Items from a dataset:

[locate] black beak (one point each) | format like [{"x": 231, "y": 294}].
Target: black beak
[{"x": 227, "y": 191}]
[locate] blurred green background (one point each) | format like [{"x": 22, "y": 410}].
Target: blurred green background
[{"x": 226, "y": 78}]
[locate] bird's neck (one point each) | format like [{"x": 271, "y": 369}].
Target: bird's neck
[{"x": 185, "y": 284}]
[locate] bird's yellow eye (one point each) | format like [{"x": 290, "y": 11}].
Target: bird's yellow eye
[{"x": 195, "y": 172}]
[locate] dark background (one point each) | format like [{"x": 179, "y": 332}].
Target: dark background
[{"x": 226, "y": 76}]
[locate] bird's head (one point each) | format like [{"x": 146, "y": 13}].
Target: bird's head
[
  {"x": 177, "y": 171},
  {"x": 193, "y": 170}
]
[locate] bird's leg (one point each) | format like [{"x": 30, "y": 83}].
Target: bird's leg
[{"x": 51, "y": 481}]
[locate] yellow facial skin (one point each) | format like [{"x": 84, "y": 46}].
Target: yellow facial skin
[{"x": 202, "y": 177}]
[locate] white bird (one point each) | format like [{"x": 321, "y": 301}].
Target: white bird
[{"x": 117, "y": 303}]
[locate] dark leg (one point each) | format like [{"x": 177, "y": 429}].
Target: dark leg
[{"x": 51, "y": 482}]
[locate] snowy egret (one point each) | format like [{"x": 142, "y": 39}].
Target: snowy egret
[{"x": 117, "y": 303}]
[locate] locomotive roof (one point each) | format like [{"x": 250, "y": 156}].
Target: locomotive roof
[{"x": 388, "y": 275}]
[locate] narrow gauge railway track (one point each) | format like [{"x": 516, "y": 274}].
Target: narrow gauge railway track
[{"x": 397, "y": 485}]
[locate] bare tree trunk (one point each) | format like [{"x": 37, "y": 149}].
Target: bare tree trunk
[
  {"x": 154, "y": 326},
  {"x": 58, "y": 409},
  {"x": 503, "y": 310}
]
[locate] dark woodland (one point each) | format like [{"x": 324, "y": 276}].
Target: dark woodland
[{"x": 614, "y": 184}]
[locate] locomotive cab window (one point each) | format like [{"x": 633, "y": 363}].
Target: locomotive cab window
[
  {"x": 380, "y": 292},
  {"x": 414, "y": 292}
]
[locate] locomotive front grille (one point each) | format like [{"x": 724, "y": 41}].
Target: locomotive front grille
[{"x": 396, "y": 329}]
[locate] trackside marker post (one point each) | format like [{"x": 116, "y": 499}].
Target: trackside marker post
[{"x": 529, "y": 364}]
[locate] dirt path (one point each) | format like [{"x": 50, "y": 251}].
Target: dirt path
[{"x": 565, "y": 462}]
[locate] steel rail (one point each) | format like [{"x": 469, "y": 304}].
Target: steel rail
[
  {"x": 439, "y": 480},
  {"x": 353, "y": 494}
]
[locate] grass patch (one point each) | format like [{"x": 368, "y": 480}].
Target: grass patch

= PROBLEM TO WORK ON =
Rewrite the data as a JSON list of strings with one string per line, skipping any blank lines. Start at the line that has "[locate] steel rail" and continue through the end of the data.

= SOLUTION FOR THIS TASK =
[
  "[locate] steel rail (one point each) | format like [{\"x\": 469, \"y\": 304}].",
  "Target: steel rail",
  "[",
  "  {\"x\": 439, \"y\": 480},",
  "  {\"x\": 353, \"y\": 494}",
  "]",
  "[locate] grass patch (one point each) | format like [{\"x\": 368, \"y\": 480}].",
  "Target: grass patch"
]